[Start of section]

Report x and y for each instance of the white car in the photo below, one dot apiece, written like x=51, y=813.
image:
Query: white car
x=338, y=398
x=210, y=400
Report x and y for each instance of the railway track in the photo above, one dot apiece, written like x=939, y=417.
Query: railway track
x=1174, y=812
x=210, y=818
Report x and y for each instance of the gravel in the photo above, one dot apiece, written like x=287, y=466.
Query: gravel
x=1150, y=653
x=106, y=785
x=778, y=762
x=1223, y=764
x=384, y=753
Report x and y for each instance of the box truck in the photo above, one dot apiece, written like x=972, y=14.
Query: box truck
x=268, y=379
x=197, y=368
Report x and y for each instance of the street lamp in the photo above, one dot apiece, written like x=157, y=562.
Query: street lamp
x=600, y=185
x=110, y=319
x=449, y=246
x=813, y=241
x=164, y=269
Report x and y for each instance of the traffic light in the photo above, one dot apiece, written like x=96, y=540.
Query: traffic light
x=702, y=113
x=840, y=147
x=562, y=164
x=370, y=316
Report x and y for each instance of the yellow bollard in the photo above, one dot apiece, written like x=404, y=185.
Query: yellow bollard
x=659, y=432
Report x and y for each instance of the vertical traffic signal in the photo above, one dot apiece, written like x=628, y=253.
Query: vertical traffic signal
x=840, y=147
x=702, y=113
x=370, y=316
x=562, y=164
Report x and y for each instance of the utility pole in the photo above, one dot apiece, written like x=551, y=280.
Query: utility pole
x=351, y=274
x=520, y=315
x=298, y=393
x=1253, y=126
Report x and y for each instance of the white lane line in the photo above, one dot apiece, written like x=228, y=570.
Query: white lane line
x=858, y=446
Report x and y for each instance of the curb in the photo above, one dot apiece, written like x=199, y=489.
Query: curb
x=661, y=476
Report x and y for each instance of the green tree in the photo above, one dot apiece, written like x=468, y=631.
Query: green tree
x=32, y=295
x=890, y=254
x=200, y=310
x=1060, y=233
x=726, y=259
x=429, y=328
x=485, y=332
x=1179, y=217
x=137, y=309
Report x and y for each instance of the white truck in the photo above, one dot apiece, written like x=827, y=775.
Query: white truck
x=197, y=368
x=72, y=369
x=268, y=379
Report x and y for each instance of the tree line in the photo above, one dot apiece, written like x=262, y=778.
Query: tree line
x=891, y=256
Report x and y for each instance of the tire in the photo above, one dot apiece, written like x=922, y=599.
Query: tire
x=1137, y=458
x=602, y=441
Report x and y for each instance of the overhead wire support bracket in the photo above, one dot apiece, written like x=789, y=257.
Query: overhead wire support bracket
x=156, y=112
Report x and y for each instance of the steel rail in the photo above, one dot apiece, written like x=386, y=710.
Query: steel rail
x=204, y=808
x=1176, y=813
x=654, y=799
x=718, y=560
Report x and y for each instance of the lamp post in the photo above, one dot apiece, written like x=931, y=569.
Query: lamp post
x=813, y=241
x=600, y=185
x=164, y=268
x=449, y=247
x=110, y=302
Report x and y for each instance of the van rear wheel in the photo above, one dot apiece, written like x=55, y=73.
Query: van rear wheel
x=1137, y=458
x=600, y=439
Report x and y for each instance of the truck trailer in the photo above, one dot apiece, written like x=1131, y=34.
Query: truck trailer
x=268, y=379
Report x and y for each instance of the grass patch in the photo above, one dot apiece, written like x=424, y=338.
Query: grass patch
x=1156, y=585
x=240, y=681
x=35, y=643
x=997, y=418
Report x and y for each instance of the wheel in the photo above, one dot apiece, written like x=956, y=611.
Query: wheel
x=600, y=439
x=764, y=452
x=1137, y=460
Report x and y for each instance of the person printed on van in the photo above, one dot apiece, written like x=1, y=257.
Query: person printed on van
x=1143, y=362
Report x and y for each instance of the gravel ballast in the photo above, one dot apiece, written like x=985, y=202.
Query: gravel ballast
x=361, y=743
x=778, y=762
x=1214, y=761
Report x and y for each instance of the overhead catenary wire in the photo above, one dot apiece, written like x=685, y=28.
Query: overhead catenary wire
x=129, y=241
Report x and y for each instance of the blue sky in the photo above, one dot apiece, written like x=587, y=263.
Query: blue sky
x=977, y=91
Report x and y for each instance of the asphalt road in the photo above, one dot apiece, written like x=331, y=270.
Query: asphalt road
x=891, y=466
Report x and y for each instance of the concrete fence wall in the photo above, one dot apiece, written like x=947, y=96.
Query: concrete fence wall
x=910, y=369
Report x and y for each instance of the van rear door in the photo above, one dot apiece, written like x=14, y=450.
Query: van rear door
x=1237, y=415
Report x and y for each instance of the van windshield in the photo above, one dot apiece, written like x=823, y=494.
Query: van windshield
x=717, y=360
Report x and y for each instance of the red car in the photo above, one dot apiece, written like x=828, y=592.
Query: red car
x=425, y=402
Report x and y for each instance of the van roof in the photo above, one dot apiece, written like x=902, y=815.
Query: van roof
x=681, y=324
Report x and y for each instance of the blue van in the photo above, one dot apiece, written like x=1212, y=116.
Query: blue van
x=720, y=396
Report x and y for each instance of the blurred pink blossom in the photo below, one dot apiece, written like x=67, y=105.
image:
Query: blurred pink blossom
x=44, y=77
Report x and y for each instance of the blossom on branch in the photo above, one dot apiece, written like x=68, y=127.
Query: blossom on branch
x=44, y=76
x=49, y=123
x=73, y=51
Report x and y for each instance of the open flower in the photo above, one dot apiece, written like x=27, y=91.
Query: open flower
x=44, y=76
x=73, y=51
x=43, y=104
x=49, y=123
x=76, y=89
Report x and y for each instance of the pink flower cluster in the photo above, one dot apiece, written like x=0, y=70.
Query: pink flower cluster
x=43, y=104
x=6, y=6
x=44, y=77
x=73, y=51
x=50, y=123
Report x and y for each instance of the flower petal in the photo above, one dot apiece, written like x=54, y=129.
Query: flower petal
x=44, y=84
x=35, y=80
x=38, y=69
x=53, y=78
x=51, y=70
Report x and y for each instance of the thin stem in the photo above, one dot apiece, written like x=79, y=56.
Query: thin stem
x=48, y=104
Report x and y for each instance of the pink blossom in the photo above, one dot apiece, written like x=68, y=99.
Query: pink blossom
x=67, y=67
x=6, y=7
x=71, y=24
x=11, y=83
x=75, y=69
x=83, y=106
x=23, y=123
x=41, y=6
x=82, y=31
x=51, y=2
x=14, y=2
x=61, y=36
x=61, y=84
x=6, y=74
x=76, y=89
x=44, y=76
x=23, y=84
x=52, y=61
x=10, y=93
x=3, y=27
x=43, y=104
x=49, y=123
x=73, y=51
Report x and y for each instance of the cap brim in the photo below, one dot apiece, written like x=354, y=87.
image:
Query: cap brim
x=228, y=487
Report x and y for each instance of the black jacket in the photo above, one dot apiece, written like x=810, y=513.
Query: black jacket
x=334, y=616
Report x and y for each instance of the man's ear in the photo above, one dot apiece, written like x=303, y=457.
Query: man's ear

[End of section]

## Work task
Write the entries out again verbatim, every one of them.

## Your response
Report x and y for each instance of the white car in the photo below, one dot apiece, written like x=51, y=813.
image:
Query: white car
x=338, y=398
x=210, y=400
Report x and y for each instance of the railway track in the photo above, one dot apiece, written like x=939, y=417.
Query: railway track
x=1174, y=812
x=210, y=818
Report x and y for each instance of the gravel in the photo above, one dot apiece, written like x=287, y=466.
Query: gravel
x=1150, y=653
x=106, y=785
x=778, y=762
x=1223, y=764
x=384, y=753
Report x and y for each instance of the box truck in the photo above, one dot apiece, written like x=972, y=14.
Query: box truck
x=268, y=379
x=197, y=368
Report x and y for each instance of the street lamp in the photo above, one dot apiece, written like x=157, y=562.
Query: street lamp
x=600, y=185
x=110, y=319
x=449, y=246
x=813, y=241
x=164, y=269
Report x and y for each instance of the traffic light in the photo above, one dot apiece, written like x=96, y=540.
Query: traffic light
x=702, y=113
x=840, y=147
x=562, y=164
x=370, y=316
Report x and y for each instance of the yellow bollard in the photo above, one dot apiece, written like x=404, y=185.
Query: yellow bollard
x=659, y=432
Report x and y for each instance of the vertical traffic signal in the photo above, one dot apiece, written like x=628, y=253.
Query: vertical traffic signal
x=840, y=147
x=702, y=113
x=370, y=316
x=562, y=164
Report x and y for each instance of the utility pole in the photo above, one dot apiece, written like x=551, y=280.
Query: utility pole
x=351, y=274
x=520, y=315
x=298, y=393
x=1253, y=126
Report x and y for each instance of the white lane line in the photo above, one dot apiece, written like x=228, y=570.
Query: white lane line
x=858, y=446
Report x and y for each instance of the curb in the photo above, one dot apiece, written like x=199, y=489.
Query: curb
x=661, y=476
Report x and y for each instance of the green tree in the photo above, one dot apiece, written like x=468, y=631.
Query: green tree
x=32, y=295
x=890, y=254
x=200, y=310
x=1060, y=233
x=726, y=259
x=429, y=328
x=485, y=332
x=1179, y=217
x=137, y=309
Report x and y for each instance of the white truck in the photo above, one dot apiece, written like x=827, y=775.
Query: white truck
x=197, y=368
x=72, y=369
x=268, y=379
Report x and y for each instance of the tree line in the photo above, one dot apiece, written like x=262, y=778.
Query: tree line
x=891, y=256
Report x and y for each instance of the tire in the photo above, one dot apiece, written like x=922, y=599.
Query: tire
x=1137, y=458
x=602, y=441
Report x and y for each instance of the overhead wire support bracket in the photo above, one dot apiece, written like x=789, y=257.
Query: overhead wire support bracket
x=156, y=112
Report x and y for each instance of the steel rail in the photo above, one dot apiece, written like x=386, y=710.
Query: steel rail
x=204, y=808
x=1176, y=813
x=654, y=799
x=718, y=560
Report x and y for each instance of the lamp post in the photo above, one dot apiece, written like x=931, y=569.
Query: lamp post
x=813, y=241
x=600, y=185
x=164, y=268
x=449, y=247
x=110, y=302
Report x and y for each instance of the van rear wheel in the photo above, one dot apiece, written like x=55, y=73.
Query: van rear wheel
x=1137, y=458
x=600, y=439
Report x and y for each instance of the truck trailer in the photo above, one dot apiece, written like x=1131, y=34.
Query: truck trailer
x=268, y=379
Report x and y for each instance of the grass patch in the photo above, one dot apiece, written like x=424, y=338.
Query: grass patch
x=1156, y=585
x=240, y=681
x=35, y=643
x=997, y=418
Report x and y for each instance of the wheel in the photo above, one dot apiece, written like x=956, y=611.
Query: wheel
x=600, y=439
x=764, y=452
x=1137, y=460
Report x and y for each instance of the person printed on van in the photo above, one dot apiece, written like x=1, y=257.
Query: person printed on van
x=1143, y=362
Report x and y for each instance of the gravel ballast in the photo above, one dot apiece, written like x=985, y=202.
Query: gravel ballast
x=361, y=743
x=778, y=762
x=1214, y=761
Report x and y for each instance of the overhead catenary wire in the photo above, one dot apiece, written like x=685, y=28.
Query: overhead catenary wire
x=129, y=241
Report x and y for each instance of the blue sky in the photo above, one dot apiece, written like x=587, y=263.
Query: blue sky
x=977, y=91
Report x and y for each instance of the asphalt road in the photo above, one dot apiece, written like x=331, y=270.
Query: asphalt road
x=891, y=466
Report x and y for each instance of the concrete fence wall in the photo above, one dot apiece, written like x=947, y=96.
Query: concrete fence wall
x=910, y=369
Report x and y for each instance of the van rear door in the photo above, one dot apiece, written like x=14, y=450.
Query: van rear door
x=1237, y=415
Report x and y for each instance of the van windshield in the photo above, one dot apiece, written like x=823, y=494.
Query: van windshield
x=717, y=360
Report x and y for each instance of the red car in the photo above, one dot apiece, written like x=828, y=592.
Query: red car
x=425, y=402
Report x and y for each instance of the van roof in the photo above, one dot apiece, written like x=902, y=815.
Query: van roof
x=681, y=324
Report x and y for each instance of the blue van in the photo above, one dot apiece, written like x=1212, y=116.
Query: blue van
x=720, y=396
Report x and y for each instance of the blurred pink blossom in the photo below, one dot apiece, written like x=67, y=105.
image:
Query: blurred pink blossom
x=44, y=77
Report x and y for each instance of the blossom on branch in the photo above, one dot apiece, written like x=68, y=127.
Query: blossom on branch
x=44, y=76
x=49, y=123
x=73, y=51
Report x and y for each instance of the open flower in the photo above, one dot apiece, written like x=27, y=91.
Query: open flower
x=44, y=76
x=73, y=51
x=43, y=104
x=49, y=123
x=76, y=89
Report x and y for each instance of the pink flower cluster in the photo above, one dot apiece, written like x=0, y=70.
Query: pink flower cluster
x=43, y=104
x=6, y=6
x=44, y=77
x=73, y=51
x=50, y=123
Report x and y for each instance of the flower petal in the photo above, one dot apiece, written like x=54, y=129.
Query: flower petal
x=44, y=84
x=35, y=80
x=38, y=69
x=53, y=78
x=51, y=70
Report x and y for each instance of the thin stem in the photo above, one dot apiece, written like x=79, y=56.
Query: thin stem
x=48, y=104
Report x and y for each instance of the pink blossom in the photo above, one dot apiece, written like x=68, y=99.
Query: pink blossom
x=67, y=67
x=6, y=7
x=71, y=24
x=11, y=83
x=75, y=69
x=83, y=106
x=23, y=123
x=41, y=6
x=82, y=31
x=51, y=2
x=14, y=2
x=61, y=36
x=61, y=84
x=6, y=74
x=76, y=89
x=44, y=76
x=23, y=84
x=52, y=61
x=10, y=93
x=3, y=27
x=43, y=104
x=49, y=123
x=73, y=51
Report x and y for each instance of the cap brim in the photo below, one dot apiece, written like x=354, y=87.
image:
Query: cap brim
x=228, y=487
Report x and y for each instance of the black jacket in the photo above, one dot apiece, written like x=810, y=513.
Query: black jacket
x=334, y=616
Report x and y for each instance of the man's ear in the photo above, one dot apiece, written like x=303, y=457.
Query: man's ear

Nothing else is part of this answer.